Provided passage:
I’ll never forget the embarrassing first day of college football. For those that don’t know what testing day is, it’s the first day of the season that coaches can see the progress an athlete made in the off-season by having the athletes demonstrate various tests of strength and explosiveness. Players are tested on various strength tests such as the bench press and vertical jump. My first day as a skinny college athlete I did the 225lb bench press test zero reps. Yup, dropped the weight on my chest and couldn’t lift it. Good thing I could catch a football because that was the only thing that was impressive about me as a freshman at the University of Findlay.
It wasn’t until the following off-season when Cal came to the University of Findlay that I aspired to be the best football player I could be. He started by teaching me how to eat. That’s right; brought me to the dining hall and filled my plate with whole grain bread, deli-style turkey piled high – and I mean high, lots of vegetables, and two glasses of milk. I followed in his shadow as he explained why he was putting the different foods on my tray. “When you finish this tray, go back through the line and get the same thing again. If you need some ice cream to fill in the cracks that’s ok.” – I guess he wanted me to gain some weight. Which I did, the right way. Nutritious food with a little humor- I’ll always remember that moment as Cal’s first day of coaching me. From there it was all business in the weight room. I was always a good athlete because I was blessed with talent but Cal helped me become great.
I’ve had a lot of great coaches and teachers in my life but none quite like Cal. It takes a special person to find personal success in helping others achieve their goals. Cal certainly has his own goals, which is another skill I learned from him, but he always cared about his athletes reaching their full potential. In his mind, if his athletes weren’t reaching their full potential, he wasn’t doing his job to his fullest potential. He gave us everything he had everyday as our coach, and in return, we gave him everything we had. It was the epitome of team. And I loved being a part of it. He made me want to be better every time I was around him.

Directions for this task:
In the passage about coach Cal, how many reps did the writer complete on the 225lb bench press test on the first testing day?

Data for review:

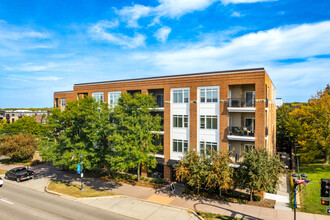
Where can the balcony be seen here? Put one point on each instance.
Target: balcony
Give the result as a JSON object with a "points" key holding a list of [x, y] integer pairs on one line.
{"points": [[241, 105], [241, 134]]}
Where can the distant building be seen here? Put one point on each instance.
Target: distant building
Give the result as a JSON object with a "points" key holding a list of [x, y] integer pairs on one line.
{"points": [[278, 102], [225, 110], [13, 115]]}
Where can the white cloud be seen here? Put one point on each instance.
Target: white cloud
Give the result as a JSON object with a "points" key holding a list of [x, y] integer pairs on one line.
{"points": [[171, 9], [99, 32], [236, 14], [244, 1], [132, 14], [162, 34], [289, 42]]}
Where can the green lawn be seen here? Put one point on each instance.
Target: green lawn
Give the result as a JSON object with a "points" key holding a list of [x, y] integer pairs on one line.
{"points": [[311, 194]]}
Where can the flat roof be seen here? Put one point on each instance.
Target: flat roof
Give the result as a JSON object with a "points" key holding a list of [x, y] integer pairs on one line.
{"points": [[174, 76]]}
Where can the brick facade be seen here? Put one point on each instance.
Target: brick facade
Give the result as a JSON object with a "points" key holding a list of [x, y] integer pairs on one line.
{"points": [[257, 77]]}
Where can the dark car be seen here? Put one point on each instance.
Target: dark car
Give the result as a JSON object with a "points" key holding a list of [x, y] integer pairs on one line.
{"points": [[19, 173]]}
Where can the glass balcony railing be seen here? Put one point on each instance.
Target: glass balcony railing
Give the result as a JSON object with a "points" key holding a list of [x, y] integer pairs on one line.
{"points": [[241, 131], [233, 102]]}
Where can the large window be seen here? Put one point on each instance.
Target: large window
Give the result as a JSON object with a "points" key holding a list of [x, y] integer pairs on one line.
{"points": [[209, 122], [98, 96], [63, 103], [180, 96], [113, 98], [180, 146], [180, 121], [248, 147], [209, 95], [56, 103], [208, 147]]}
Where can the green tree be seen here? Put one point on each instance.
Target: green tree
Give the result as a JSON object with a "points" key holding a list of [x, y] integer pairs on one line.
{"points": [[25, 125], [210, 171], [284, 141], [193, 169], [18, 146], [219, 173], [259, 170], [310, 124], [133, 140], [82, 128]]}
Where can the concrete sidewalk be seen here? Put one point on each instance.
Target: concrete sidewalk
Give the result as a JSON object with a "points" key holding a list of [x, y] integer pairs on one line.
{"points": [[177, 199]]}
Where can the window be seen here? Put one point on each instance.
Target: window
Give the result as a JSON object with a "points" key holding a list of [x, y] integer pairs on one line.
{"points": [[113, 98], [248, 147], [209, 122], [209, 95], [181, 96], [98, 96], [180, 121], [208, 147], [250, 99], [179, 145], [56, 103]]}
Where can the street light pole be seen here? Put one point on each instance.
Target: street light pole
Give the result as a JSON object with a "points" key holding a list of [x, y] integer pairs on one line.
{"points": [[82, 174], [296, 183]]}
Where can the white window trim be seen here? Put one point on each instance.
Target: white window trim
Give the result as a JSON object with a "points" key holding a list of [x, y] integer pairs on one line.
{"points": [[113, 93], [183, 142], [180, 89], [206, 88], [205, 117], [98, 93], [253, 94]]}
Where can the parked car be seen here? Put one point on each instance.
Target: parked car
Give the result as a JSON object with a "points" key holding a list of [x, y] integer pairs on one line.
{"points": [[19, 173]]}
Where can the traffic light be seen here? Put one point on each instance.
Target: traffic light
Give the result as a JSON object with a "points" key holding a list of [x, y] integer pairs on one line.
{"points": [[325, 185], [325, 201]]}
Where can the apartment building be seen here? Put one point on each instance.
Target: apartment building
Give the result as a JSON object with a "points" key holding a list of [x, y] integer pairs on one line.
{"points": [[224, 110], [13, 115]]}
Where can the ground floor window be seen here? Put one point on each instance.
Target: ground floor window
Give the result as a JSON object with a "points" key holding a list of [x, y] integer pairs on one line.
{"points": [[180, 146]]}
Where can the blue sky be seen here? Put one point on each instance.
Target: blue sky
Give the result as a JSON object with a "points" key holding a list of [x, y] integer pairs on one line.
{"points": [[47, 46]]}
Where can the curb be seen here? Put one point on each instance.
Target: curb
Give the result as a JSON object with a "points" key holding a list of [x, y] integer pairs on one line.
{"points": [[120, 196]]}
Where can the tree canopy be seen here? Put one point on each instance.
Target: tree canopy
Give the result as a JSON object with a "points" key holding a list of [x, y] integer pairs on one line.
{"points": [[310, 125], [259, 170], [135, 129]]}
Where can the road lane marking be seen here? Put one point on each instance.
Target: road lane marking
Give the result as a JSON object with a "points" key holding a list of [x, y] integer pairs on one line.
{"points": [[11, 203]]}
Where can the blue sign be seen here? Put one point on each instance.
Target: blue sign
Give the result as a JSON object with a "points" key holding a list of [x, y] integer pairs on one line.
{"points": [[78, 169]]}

Solution for this problem:
Zero reps.